━━━ PASSAGE
June 19, 2023

Building a Better Burger

A classic cheeseburger shown with lettuce, avocado, balsamic caramelized onions and smoky red pepper relish.

Building a better burger requires attention to three factors:  the quality of ingredients, cooking technique, and good assembly considering the balance of  flavors, textures, and stability. We missed writing to you on National Hamburger Day (May 28th), however, did test hamburgers throughout May and early June with the intention of sharing a few recipes and our general thoughts about what  a constitutes a good hamburger. Here are our thoughts.


Choosing the best beef(*) for your hamburger starts with understanding the optimal lean meat to fat ratio. A good hamburger has enough fat to keep the patty juicy and flavorful, and an 80/20 lean-to-fat ratio is considered ideal for a flavorful juicy burger. Chuck, which is a shoulder cut, is most often recommended due to its naturally ~80/20 lean-to-fat ratio and deep beefy flavor.  For more nuance you can create blends using different cuts. Chuck (80/20), brisket point—not the brisket flat—at 70/30, and sirloin (90/10) in equal parts will yield the desired 80/20 ratio and a more interesting burger.
━━━━━━
━━━ RAW DATA
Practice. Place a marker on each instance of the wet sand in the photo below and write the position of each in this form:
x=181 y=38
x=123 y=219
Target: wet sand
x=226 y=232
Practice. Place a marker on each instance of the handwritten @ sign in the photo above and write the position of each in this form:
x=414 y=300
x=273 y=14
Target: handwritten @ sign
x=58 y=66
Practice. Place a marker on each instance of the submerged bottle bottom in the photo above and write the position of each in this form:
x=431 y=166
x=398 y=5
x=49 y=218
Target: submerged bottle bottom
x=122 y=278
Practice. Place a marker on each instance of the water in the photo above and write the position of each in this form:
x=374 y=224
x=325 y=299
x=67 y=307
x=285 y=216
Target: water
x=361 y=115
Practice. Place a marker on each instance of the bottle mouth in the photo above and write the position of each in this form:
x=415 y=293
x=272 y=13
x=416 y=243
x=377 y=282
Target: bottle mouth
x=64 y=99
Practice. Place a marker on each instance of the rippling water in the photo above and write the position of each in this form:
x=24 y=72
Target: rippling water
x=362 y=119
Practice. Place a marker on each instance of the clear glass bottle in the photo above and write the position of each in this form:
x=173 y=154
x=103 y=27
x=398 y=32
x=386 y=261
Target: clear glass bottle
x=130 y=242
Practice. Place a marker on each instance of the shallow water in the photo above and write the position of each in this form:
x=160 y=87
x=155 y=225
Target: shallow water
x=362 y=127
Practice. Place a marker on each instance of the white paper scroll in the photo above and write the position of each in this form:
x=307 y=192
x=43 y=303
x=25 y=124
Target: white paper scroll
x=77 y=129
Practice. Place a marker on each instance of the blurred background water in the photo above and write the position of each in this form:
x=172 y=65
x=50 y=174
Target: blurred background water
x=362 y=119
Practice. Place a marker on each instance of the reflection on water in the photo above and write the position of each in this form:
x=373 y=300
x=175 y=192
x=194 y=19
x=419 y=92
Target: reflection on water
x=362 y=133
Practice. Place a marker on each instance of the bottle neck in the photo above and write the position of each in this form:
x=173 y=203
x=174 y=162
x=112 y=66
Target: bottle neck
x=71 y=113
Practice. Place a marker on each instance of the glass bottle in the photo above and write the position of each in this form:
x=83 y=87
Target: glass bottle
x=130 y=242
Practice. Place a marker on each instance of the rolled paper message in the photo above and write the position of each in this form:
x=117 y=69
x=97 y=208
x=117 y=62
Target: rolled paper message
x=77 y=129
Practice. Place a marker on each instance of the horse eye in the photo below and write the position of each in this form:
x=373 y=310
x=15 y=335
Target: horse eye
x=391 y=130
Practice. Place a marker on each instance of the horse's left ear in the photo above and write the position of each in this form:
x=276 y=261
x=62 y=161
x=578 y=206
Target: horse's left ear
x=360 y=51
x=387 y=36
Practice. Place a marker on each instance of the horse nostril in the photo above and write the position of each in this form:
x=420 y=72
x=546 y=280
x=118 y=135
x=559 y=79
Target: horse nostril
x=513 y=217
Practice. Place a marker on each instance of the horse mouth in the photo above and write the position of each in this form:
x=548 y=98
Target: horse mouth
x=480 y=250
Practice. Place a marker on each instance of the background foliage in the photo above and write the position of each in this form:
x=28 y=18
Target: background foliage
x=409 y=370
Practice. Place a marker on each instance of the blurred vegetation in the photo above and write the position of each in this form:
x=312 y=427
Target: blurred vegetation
━━━━━━
:: OBJECTIVES ::
A. For each statement, state whether it agrees with the passage on building a better burger, and quote the words from the passage that decide it: (i) Chuck is a shoulder cut. (ii) The brisket flat is the part of the brisket suggested for a blend. (iii) Sirloin has a 70/30 lean-to-fat ratio.
B. Proceed with the passage on building a better burger, writing on from the point where it stops.
This material is not required.

:: ANSWERS IN ORDER ::
A.
(i) Yes: "Chuck, which is a shoulder cut"
(ii) No: "brisket point—not the brisket flat—at 70/30"
(iii) No: "sirloin (90/10)"

B.
Once you've selected the beef, it's time to grind. The best technique to grind your own hamburger is to use a meat grinder or a grinder attachment on a stand mixer—we use a KitchenAid. This will ensure an even grind and let you control the coarseness of your meat. Some cooks recommend cutting the meat into 1-inch cubes and freezing it for about 30 minutes to firm the fat, making it easier to grind and preventing it from smearing, which could lead to a tough burger. It's also essential to keep your grinder's components very cold to prevent the fat from rendering while you're grinding. If you are going to be grinding a lot, place the components in the freezer along with the meat. As we generally only cook for the two of us, we do not find it necessary to chill the components nor freeze the meat, in fact, cutting the meat into long strips makes grinding fast and efficient, so that has been our method of choice rather than relying on the freezer method.

After grinding, loosely shape your patties without overworking the meat, as too much handling is another thing that can make burgers tough. We recommend ¾” to 1” high with a ¼” indentation in the center, which will prevent the cooked burger from forming a dome and better support burger stability at the assembly stage. Season with salt and pepper before cooking. We used smoked salt for an extra layer of flavor.

Here are the most popular methods of cooking. 

  1. Grilling: This is the classic way to cook a burger and ideal for outdoor cooking. Grilling gives a charred, smoky flavor. Preheat your grill to high heat, place the patties, close the lid, and cook for 3 to 4 minutes per side for medium-rare. An internal temperature of 160°F (71°C) is recommended for safety, however, please note that this will result in a burger closer to well done.
  2. Pan-searing: This method allows for a delicious crust to form on the patty. Use a cast-iron or other heavy skillet for this. Heat the skillet over medium-high heat, add a little olive oil, then add the patties when the oil is hot. Cook for about 4 minutes per side for medium-rare.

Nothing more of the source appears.